┌─ SELECTED TEXT
Desembargador is a Portuguese title given to some appellate judges in Portugal, Brazil and other countries influenced by the Portuguese legal tradition.

==History==
Historically, the title desembargador was given to the judges of some of the higher courts of the Kingdom of Portugal and, later, of the Portuguese Empire. Desembargadores were judges of the Desembargo do Paço (supreme court), of the House of Supplication (court of appeal for the southern provinces of the Kingdom) and of the several courts of relação (regional courts of appeal). The first Relação court was created in Porto by the transformation of the former Civil House court. Additional relações were later created after in the Portuguese overseas cities of Goa (1544), Salvador da Bahia (1609), Rio de Janeiro (1751), São Luís do Maranhão (1812) and Recife (1821).

After the independence of Brazil was won from Portugal in 1822, the title continued to be applied in both countries and in the remaining parts of the Portuguese Empire to the judges of certain courts of appeal.

==Present==
===Brazil===

The Brazilian Constitution of 1988 defines desembargadores as the judges of the Courts of Justice, which are appellate courts of the state court system. Judges of the state first instance courts are called juízes de direito (judges of law).

In 2001, the Regional Federal Court of the 4th Region determined that judges of such courts should be called desembargadores, instead of simply juízes federais, or federal judges, which was the name of their office until then. It was followed by the Regional Labor Courts renaming their labor judges to desembargadores too. First instance federal judges/labor judges continued being called juízes federais/juízes do trabalho.

This determination was criticized by the federal judge Julio Guilherme Schattschneider, who said that it was the equivalent to the President issuing a decree saying that they should be called Prime Minister. He said that the Court gave a bad example because its determination was unconstitutional, given that the Constitution determines that all federal judges, regardless of being appellate court judges or not, be called juízes.

===Portugal===

With the reform of the Justice system in the early 1830s, following the establishment of the Constitutional Monarchy in Portugal, the title juíz desembargador or simply desembargador became reserved only for the judges of the courts of relação. Presently, there are five of those courts, one each in the cities of Porto, Lisbon, Coimbra, Évora and Guimarães. By comparison, the judges of first instance are titled juízes de direito (judges of law) and the judges of the Supreme Court of Justice are titled conselheiros (councilors).

The judges of the courts of administrative and tax jurisdiction have analogous titles and so those of the two regional central administrative courts (courts of appellate seated in Lisbon and Oporto) are also titled desembargadores.
└─
┌─ DATA SECTION
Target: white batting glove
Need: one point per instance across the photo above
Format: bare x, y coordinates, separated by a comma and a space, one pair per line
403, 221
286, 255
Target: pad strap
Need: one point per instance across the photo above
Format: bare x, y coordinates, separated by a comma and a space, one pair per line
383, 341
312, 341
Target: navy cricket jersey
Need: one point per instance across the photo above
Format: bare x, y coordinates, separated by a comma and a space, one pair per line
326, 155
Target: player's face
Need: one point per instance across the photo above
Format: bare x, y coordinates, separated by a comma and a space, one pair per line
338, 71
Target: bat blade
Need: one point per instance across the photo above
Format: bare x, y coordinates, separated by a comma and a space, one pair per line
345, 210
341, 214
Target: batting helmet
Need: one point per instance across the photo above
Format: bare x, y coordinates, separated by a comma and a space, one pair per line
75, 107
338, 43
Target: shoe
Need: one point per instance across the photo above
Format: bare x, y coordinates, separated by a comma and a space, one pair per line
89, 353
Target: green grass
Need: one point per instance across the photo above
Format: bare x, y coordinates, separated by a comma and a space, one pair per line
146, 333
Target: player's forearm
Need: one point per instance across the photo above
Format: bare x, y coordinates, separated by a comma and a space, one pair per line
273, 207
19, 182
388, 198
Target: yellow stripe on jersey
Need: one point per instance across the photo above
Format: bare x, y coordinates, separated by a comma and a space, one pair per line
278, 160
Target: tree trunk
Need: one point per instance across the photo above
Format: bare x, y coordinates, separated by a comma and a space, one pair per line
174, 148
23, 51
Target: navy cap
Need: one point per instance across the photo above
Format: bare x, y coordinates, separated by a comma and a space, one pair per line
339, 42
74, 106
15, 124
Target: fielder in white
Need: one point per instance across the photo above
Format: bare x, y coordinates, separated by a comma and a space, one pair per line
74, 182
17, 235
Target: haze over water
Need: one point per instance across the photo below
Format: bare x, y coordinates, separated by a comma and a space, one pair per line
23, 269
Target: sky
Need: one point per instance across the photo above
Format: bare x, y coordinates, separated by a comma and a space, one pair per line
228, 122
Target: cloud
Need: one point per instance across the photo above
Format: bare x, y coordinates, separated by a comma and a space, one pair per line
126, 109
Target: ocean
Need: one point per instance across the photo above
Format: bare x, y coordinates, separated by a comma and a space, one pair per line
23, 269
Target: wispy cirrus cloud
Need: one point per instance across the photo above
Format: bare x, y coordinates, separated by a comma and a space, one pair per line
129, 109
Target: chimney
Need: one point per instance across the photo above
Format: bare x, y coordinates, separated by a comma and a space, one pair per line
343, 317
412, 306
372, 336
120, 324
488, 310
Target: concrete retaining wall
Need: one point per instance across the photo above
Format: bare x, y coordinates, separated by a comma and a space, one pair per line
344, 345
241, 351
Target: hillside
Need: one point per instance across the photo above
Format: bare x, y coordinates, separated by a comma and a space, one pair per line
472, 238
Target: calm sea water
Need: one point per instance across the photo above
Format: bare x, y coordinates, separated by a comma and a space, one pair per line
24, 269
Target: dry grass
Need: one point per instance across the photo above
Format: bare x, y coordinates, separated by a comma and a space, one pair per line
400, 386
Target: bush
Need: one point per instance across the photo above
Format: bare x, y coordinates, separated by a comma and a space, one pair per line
└─
--- REQUIRED ACTIONS ---
1. Answer these questions from the text on desembargadores:
(a) In what year was the relação court in Goa created?
(b) What title do the judges of Portugal's Supreme Court of Justice hold?
(c) Which court determined in 2001 that its judges should be called desembargadores?
2. Reproduce the part of the text on desembargadores that opens with the words containing "With the reform" and closes with "titled conselheiros (councilors).".
The entries have nothing to do with the text on desembargadores.

--- YOUR WRITTEN ANSWERS ---
1.
(a) 1544
(b) Conselheiros (councilors)
(c) The Regional Federal Court of the 4th Region

2.
With the reform of the Justice system in the early 1830s, following the establishment of the Constitutional Monarchy in Portugal, the title juíz desembargador or simply desembargador became reserved only for the judges of the courts of relação. Presently, there are five of those courts, one each in the cities of Porto, Lisbon, Coimbra, Évora and Guimarães. By comparison, the judges of first instance are titled juízes de direito (judges of law) and the judges of the Supreme Court of Justice are titled conselheiros (councilors).